• [PAGE TEXT]
HISTORICAL MIS-ADVENTURE

And then, when I look back into our history, I see that in 1841, a Mr William Spain was appointed Commissioner to examine land claims in Wellington and Taranaki.

And so, our tupuna were presented with the remarkable, racist, and truly ludicrous spectacle of an English lawyer deciding who of Te Atiawa had land rights, and what constituted Te Atiawa custom, and establishing a benchmark, which bedevils many of the issues we face in the legislation before the House today. The whole matter would have been truly laughable, were it not so tragic.

Such is the basis of legal history in Aotearoa, which assumes that the statute law that came on a sailing ship, has more authority than that which came by waka ... and such is the basis of many of the legal problems we face today.

TE TIRITI O WAITANGI

The real question of course, is what obligation we have to respect Te Tiriti o Waitangi, because for all the hullabaloo that politicians raise about its historical importance, its constitutional authority and its spiritual significance, it doesn’t even rate a mention in the Lawyers and Conveyancers Bill.

Even though it was Te Tiriti o Waitangi which gave the Crown the right to set up a Government to establish laws in the first place, in return for which the Crown were to guarantee and actively protect Maori authority over their lands, their fisheries, their forests, and other treasures, and extend to them the status and rights of British citizens.

• [SET PROBLEM 1] Pull out every line of the records that contains the string "chinese".

• [ENTRIES SHOWN]
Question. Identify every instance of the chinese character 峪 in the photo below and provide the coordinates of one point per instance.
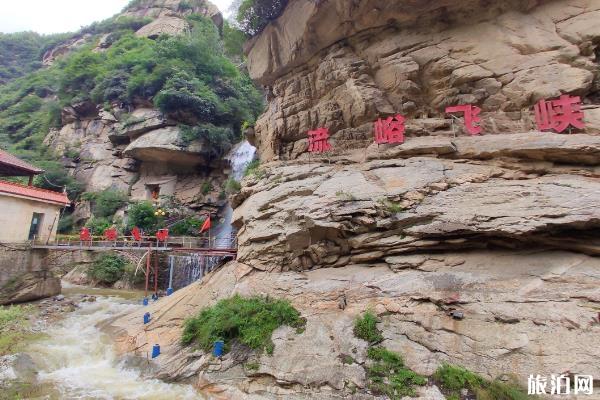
(390, 130)
(471, 117)
(584, 384)
(559, 114)
(536, 384)
(318, 141)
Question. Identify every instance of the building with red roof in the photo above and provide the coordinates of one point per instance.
(27, 212)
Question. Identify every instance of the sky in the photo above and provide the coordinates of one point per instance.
(55, 16)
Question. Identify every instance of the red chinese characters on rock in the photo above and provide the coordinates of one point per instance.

• [SET PROBLEM 2] In the speech text, take the passage that begins with "And so, our" and ends with "not so tragic.", and write it out again with "English lawyer" swapped for "colonial official".

• [RIGHT ANSWER 1]
Question. Identify every instance of the chinese character 峪 in the photo below and provide the coordinates of one point per instance.
Question. Identify every instance of the red chinese characters on rock in the photo above and provide the coordinates of one point per instance.

• [RIGHT ANSWER 2]
And so, our tupuna were presented with the remarkable, racist, and truly ludicrous spectacle of an colonial official deciding who of Te Atiawa had land rights, and what constituted Te Atiawa custom, and establishing a benchmark, which bedevils many of the issues we face in the legislation before the House today. The whole matter would have been truly laughable, were it not so tragic.